### WRITTEN REQUEST
Locate every line in the location identification items below that contains the string "white", treating uppercase and lowercase as distinct, and copy each such line.

(Location identification items)

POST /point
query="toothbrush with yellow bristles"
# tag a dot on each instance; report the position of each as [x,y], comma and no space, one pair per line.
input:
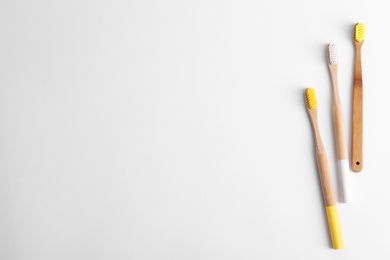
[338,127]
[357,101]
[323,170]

--

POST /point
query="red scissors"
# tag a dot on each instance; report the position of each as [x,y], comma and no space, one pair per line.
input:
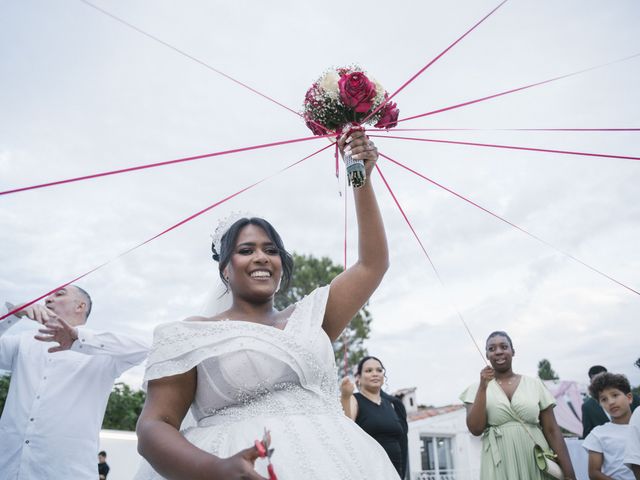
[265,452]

==

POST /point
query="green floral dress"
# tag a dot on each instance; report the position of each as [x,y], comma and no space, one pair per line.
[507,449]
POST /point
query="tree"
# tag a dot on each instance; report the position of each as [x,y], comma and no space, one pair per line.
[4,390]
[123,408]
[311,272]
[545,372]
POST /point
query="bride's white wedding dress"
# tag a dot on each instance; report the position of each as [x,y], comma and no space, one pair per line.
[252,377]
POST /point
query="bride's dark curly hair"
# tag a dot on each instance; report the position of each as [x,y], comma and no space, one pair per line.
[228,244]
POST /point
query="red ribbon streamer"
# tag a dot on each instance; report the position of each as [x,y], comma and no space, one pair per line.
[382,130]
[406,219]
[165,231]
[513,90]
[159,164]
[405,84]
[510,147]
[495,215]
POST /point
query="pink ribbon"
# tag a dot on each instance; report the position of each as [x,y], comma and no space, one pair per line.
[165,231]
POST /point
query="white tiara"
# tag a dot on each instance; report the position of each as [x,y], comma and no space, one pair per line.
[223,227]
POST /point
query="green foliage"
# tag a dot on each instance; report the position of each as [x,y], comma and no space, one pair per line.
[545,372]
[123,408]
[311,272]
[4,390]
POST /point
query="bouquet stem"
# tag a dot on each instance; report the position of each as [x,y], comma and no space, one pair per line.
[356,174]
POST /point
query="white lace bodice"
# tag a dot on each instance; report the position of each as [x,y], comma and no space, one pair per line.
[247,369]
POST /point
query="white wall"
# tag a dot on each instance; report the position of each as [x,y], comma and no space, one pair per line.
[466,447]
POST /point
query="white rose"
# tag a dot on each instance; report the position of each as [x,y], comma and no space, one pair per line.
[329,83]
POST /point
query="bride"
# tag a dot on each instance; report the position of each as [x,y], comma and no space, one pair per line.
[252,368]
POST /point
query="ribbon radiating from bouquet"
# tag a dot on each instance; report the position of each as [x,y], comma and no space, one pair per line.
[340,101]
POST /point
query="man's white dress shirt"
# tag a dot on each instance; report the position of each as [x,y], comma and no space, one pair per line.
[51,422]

### EXERCISE RESULT
query="bride's white wedding dress"
query="white tiara"
query="white lace bodice"
query="white wall"
query="white rose"
query="man's white dress shirt"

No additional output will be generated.